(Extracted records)
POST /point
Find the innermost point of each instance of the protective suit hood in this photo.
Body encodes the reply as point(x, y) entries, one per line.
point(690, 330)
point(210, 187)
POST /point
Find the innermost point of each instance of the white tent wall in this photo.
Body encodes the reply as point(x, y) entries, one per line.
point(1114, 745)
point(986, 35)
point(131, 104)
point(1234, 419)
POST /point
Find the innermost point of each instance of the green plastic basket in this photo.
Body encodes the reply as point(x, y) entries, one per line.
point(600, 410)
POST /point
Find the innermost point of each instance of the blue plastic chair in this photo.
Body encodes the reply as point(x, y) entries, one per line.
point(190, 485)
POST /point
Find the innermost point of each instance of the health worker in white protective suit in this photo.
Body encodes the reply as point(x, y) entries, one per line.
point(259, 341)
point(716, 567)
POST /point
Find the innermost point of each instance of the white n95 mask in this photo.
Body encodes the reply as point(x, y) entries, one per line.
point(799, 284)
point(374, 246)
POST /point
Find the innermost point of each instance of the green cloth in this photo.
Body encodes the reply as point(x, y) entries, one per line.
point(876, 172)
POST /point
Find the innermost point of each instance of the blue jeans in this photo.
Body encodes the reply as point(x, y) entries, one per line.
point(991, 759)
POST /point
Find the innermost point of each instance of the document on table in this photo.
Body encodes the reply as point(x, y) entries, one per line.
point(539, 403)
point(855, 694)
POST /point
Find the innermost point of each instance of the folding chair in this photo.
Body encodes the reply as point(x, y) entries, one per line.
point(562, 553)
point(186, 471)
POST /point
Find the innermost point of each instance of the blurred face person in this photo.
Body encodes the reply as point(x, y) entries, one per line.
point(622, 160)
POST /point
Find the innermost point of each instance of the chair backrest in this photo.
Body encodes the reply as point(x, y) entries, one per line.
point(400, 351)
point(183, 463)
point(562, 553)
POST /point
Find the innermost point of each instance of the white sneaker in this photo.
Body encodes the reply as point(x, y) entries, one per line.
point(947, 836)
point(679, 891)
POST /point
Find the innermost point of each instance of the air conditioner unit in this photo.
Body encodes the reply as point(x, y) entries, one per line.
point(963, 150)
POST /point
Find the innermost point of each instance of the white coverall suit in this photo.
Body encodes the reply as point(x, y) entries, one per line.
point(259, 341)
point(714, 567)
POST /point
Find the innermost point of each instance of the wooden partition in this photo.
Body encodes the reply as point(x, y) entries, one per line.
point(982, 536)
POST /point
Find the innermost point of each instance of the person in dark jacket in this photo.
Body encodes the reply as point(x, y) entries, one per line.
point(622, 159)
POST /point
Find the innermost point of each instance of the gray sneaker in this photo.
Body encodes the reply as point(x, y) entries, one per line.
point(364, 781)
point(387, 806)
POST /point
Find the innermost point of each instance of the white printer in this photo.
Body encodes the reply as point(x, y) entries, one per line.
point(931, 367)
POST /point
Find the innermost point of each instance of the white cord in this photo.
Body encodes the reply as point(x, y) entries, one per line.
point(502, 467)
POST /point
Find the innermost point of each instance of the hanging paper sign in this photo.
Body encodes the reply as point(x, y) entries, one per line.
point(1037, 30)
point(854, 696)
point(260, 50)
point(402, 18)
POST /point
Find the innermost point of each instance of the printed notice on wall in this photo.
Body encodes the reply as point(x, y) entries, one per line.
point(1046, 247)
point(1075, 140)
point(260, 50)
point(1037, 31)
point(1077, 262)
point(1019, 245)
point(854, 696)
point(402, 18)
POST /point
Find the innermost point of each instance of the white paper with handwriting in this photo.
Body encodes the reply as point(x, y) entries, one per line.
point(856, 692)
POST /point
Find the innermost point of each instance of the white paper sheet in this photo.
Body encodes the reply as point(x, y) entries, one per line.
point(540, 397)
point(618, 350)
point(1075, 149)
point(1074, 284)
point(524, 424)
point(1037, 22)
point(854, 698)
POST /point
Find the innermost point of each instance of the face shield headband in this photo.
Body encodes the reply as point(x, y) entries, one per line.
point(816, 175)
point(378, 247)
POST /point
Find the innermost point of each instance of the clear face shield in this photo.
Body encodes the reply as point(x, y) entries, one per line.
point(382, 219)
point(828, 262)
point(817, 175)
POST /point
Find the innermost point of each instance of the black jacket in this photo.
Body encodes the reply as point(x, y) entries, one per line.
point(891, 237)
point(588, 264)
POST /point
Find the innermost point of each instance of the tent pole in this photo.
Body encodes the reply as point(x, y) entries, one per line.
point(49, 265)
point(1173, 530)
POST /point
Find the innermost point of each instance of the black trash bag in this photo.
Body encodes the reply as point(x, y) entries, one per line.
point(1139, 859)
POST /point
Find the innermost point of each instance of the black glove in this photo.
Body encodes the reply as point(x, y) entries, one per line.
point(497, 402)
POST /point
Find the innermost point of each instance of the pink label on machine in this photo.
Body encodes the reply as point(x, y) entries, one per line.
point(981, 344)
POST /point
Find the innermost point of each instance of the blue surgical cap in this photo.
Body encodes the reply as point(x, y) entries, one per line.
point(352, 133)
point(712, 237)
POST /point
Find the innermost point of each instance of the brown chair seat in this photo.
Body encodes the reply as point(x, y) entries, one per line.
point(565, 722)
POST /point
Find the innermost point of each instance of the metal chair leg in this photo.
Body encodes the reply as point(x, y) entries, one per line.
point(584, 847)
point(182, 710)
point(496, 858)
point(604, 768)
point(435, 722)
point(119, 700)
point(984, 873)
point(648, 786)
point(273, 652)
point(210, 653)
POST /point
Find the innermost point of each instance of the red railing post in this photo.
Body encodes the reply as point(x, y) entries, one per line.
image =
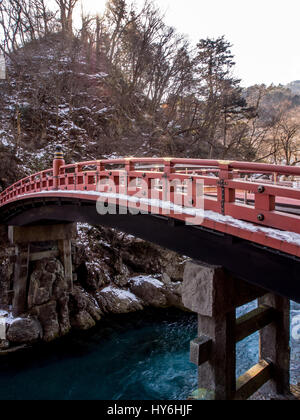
point(225, 194)
point(58, 162)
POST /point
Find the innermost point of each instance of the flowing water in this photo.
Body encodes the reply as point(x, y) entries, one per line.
point(142, 356)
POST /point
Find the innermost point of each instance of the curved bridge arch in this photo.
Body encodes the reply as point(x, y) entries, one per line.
point(247, 220)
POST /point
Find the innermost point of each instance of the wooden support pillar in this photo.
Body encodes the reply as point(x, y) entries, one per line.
point(218, 374)
point(21, 279)
point(275, 343)
point(215, 295)
point(22, 237)
point(65, 249)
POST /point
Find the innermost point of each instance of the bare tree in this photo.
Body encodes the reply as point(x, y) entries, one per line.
point(66, 8)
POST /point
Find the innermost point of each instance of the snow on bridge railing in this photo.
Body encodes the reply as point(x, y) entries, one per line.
point(246, 191)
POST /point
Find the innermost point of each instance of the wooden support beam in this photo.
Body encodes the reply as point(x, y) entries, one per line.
point(219, 373)
point(21, 279)
point(36, 256)
point(254, 321)
point(275, 343)
point(44, 233)
point(200, 350)
point(65, 250)
point(253, 380)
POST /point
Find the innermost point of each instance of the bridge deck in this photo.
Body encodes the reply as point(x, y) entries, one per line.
point(250, 226)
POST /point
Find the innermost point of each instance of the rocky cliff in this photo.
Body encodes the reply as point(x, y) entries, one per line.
point(113, 273)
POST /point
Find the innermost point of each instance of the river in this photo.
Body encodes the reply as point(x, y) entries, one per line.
point(142, 356)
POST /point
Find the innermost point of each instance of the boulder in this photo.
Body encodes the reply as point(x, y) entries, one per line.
point(4, 345)
point(118, 301)
point(47, 315)
point(63, 315)
point(150, 290)
point(46, 282)
point(24, 330)
point(80, 301)
point(82, 321)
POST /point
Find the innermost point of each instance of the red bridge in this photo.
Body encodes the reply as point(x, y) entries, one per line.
point(239, 222)
point(251, 217)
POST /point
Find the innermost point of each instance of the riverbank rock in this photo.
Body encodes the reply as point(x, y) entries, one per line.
point(48, 317)
point(83, 302)
point(118, 301)
point(149, 290)
point(46, 282)
point(4, 345)
point(23, 331)
point(82, 321)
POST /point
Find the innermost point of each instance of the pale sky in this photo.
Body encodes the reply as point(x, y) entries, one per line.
point(265, 33)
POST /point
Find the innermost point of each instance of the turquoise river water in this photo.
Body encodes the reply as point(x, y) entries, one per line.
point(143, 356)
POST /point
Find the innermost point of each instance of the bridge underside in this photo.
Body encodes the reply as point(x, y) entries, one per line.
point(264, 267)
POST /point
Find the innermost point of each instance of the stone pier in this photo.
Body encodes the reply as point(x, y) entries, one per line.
point(214, 295)
point(34, 243)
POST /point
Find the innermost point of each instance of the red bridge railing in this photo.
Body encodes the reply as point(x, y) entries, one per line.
point(258, 193)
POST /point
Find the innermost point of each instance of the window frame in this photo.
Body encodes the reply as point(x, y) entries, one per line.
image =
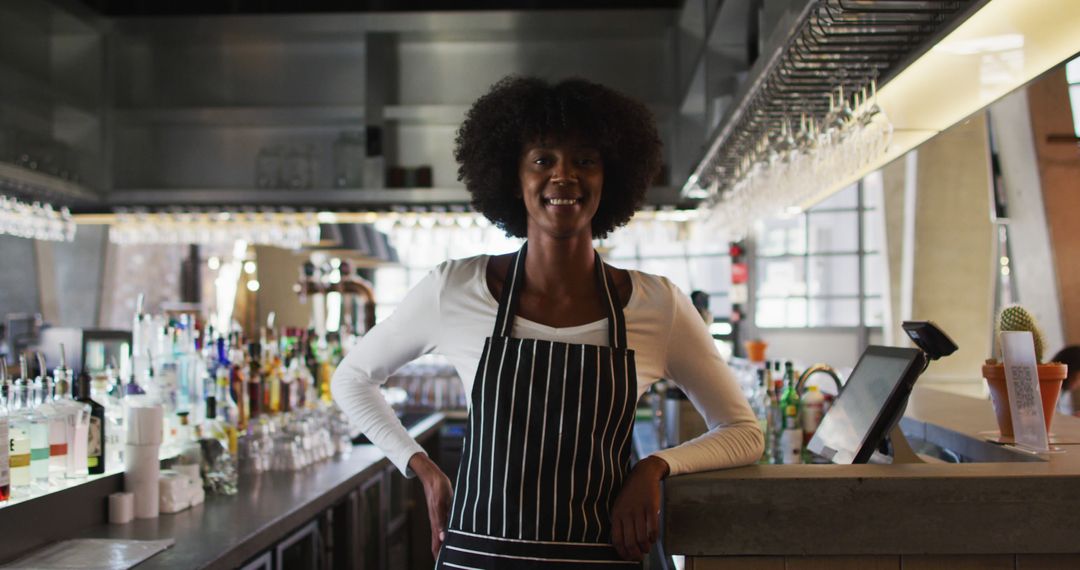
point(861, 253)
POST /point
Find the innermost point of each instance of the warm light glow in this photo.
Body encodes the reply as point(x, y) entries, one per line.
point(719, 328)
point(1000, 48)
point(333, 311)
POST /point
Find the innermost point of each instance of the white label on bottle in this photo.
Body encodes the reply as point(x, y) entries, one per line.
point(4, 450)
point(94, 439)
point(1022, 381)
point(791, 446)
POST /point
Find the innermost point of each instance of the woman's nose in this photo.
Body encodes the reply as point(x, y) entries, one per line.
point(564, 171)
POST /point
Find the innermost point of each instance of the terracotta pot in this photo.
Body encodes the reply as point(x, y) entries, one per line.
point(755, 350)
point(1051, 377)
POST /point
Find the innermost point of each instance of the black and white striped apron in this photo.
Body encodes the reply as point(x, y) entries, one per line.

_Task brief_
All lines in the records above with "water" need to be found and copied.

_Expected answer_
Find the innermost point of each instance of the flowing water in this photo.
Find the innermost point of each instance of the turquoise river water in this photo.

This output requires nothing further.